Provided passage -
=== Begin Enclosure ===
PUBLIC BOOKS | Preview Content & Forthcoming Reviews

Public Culture

An interdisciplinary journal of transnational cultural studies

You are viewing an article. Access the full version or browse recent articles.

The Agency of Assemblages and the North American Blackout

Jane Bennett

The Agency of Assemblages

Globalization names a state of affairs in which Earth, no longer simply an ecological or geological category, has become a salient unit of political analysis. More than locality or nation, Earth is the whole in which the parts (e.g., finance capital, CO2 emissions, refugees, viruses, pirated DVDs, ozone, human rights, weapons of mass destruction) now circulate. There have been various attempts to theorize this complex, gigantic whole and to characterize the kind of relationality obtaining between its parts. Network is one such attempt, as is Michael Hardt and Antonio Negri’s empire.1 My term of choice to describe this whole and its style of structuration, is, following Gilles Deleuze, the assemblage.2

The electrical power grid is a good example of an assemblage. It is a material cluster of charged parts that have indeed affiliated, remaining in sufficient proximity and coordination to function as a (flowing) system. The coherence of this system endures alongside energies and factions that fly out from it and disturb it from within. And, most important for my purposes here, the elements of this assemblage, while they include humans and their constructions, also include some very active and powerful nonhumans: electrons, trees, wind, electromagnetic fields.

I will be using the idea of an assemblage and offering an account of the blackout that struck North America in August 2003 in order, first, to highlight the conceptual and empirical inadequacy of human-centered notions of agency and, second, to investigate some of the practical implications, for social scientific inquiry and for politics, of a notion of agency that crosses the human-nonhuman divide.

The International Herald Tribune, on the day after the blackout, reported that the “vast but shadowy web of transmission lines, power generating plants and substations known as the grid is the biggest gizmo ever built. . . . On Thursday [August 14, 2003], the grid’s heart fluttered. . . . Complicated beyond full understanding, even by experts—[the grid] lives and occasionally dies by its own mysterious rules.”3 What can it mean to say that the grid’s “heart fluttered” or that the grid lives “by its own rules”? What is this power it wields? Can it be described as a kind of agency, despite the fact that the term is usually restricted to intentional, human acts? What happens to the idea of an agent once nonhuman materialities are figured less as social constructions and more as actors and once humans are themselves assessed as members of human-nonhuman assemblages? How does the agency of assemblages compare to more familiar notions, such as the willed intentionality of persons, the disciplinary power of society, or the automatism of natural processes? How does recognition of the nonhuman and nonindividuated dimensions of agency alter established notions of moral responsibility and political accountability?
=== End Enclosure ===
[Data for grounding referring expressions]
=== Begin Enclosure ===
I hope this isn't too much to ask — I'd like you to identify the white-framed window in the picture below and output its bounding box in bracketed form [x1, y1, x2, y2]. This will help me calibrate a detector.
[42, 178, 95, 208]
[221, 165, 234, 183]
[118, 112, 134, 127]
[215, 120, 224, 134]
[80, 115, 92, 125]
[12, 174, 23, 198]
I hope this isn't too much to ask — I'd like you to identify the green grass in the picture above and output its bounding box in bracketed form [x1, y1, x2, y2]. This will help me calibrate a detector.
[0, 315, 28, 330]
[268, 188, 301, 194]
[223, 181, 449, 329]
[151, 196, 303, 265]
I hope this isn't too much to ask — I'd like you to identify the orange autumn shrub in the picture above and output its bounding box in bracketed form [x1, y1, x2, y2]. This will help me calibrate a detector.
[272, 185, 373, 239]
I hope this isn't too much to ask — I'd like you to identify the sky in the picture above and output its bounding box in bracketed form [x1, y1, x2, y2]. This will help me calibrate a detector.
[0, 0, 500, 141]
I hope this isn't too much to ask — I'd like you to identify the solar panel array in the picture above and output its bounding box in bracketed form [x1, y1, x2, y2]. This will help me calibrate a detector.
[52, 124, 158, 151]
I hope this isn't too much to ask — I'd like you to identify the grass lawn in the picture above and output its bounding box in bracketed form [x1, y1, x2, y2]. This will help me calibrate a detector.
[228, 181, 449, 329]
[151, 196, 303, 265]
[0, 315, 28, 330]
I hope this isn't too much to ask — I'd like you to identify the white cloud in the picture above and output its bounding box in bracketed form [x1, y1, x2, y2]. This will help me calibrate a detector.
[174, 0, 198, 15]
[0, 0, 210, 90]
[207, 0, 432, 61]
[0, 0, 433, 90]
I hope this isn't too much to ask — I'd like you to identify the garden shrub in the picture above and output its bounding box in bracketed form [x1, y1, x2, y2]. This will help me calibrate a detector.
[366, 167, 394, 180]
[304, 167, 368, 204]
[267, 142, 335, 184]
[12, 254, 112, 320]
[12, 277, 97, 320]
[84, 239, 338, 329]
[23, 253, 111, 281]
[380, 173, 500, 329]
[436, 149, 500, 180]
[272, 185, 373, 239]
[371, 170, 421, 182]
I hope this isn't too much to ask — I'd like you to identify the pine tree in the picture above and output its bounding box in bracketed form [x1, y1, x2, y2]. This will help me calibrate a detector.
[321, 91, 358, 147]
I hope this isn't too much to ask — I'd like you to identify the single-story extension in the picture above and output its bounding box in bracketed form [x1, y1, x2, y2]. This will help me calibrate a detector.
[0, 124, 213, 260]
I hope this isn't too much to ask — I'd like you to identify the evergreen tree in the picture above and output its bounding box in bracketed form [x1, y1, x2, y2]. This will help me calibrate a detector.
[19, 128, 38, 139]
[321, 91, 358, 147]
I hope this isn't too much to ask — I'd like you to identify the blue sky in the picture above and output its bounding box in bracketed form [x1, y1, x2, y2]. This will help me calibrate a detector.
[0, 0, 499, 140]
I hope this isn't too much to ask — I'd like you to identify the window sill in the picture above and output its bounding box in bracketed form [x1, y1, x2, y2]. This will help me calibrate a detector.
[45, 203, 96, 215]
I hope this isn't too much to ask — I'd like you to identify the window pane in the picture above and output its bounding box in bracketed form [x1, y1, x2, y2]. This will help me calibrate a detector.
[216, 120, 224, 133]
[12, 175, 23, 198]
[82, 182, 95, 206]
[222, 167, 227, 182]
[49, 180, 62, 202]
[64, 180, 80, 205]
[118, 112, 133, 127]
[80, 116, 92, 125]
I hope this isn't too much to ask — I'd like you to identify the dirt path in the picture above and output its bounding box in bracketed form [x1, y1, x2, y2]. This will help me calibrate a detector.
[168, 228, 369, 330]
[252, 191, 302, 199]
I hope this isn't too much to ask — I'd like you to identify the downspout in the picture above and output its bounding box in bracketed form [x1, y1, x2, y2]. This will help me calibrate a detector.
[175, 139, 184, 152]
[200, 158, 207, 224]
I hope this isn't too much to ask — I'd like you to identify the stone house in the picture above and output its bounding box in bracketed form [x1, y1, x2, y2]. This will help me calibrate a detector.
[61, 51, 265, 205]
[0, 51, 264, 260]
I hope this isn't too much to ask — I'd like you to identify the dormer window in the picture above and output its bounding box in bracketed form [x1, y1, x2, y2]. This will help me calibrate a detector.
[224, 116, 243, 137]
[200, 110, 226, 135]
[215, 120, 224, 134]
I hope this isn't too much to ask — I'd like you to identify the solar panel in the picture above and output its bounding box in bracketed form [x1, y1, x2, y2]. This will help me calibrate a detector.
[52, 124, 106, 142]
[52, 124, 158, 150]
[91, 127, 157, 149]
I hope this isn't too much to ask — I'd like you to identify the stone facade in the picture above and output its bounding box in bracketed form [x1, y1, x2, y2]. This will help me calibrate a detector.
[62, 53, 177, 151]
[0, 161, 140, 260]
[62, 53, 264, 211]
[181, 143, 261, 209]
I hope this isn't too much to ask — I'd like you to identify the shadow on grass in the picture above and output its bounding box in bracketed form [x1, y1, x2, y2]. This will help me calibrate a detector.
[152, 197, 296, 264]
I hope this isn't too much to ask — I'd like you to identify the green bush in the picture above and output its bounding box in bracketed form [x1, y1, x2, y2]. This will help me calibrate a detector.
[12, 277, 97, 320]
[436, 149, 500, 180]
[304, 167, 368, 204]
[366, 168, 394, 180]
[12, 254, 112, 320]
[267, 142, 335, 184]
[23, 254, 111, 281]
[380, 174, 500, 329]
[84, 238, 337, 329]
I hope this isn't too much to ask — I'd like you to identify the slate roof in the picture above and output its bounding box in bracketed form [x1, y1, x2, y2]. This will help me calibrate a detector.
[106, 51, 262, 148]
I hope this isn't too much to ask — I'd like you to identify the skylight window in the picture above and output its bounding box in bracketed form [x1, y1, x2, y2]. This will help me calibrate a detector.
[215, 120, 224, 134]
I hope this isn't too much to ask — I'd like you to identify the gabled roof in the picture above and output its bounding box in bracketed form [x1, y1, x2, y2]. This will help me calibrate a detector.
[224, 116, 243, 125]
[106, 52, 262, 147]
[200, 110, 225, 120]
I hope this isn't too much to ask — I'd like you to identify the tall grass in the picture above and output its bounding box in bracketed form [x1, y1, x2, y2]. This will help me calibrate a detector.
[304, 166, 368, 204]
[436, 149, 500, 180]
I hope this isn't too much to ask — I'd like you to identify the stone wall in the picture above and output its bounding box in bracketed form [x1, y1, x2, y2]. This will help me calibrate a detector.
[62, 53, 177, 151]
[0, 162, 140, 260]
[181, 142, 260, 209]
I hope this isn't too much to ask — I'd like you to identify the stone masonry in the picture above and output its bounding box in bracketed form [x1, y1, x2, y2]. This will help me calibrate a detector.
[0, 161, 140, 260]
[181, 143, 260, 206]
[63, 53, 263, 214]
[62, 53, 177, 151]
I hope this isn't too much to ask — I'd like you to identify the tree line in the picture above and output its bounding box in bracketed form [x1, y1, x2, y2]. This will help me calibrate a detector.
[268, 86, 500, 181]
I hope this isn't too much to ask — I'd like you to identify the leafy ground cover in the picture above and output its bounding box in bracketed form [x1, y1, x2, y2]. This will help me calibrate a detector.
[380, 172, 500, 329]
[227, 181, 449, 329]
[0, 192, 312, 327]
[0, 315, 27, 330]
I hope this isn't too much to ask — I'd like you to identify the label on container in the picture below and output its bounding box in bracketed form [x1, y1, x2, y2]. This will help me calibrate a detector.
=== End Enclosure ===
About this exercise - Pick up the article on the agency of assemblages and the North American blackout after its last sentence and keep writing. The data is unrelated to this exercise and can be set aside.

Written response -
My strategy is to focus attention on the distributive and composite nature of agency. Are there not human, biological, vegetal, pharmaceutical, and viral agents? Is not the ability to make a difference, to produce effects, or even to initiate action distributed across an ontologically diverse range of actors—or actants, to use Bruno Latour’s less-anthropocentric term?4 Some actants have sufficient coherence to appear as entities; others, because of their great volatility, fast pace of evolution, or minuteness of scale, are best conceived as forces. Moreover, while individual entities and singular forces each exercise agentic capacities, isn’t there also an agency proper to the groupings they form? This is the agency of assemblages: the distinctive efficacy of a working whole made up, variously, of somatic, technological, cultural, and atmospheric elements. Because each member-actant maintains an energetic pulse slightly “off” from that exuded by the assemblage, such assemblages are never fixed blocks but open-ended wholes.5

End of Excerpt | Access Full Version

Notes

I am grateful to Natalie Baggs, Diana Coole, William Connolly, Ben Corson, Jennifer Culbert, Ann Curthoys, John Docker, Ruby Lal, Patchen Markell, Gyanendra Pandey, Paul Saurette, Michael Shapiro, and the editorial committee of Public Culture for their contributions to this essay.

  1. See Michael Hardt and Antonio Negri, Empire (Cambridge, Mass.: Harvard University Press, 2001) and Multitude: War and Democracy in the Age of Empire (New York: Penguin, 2004).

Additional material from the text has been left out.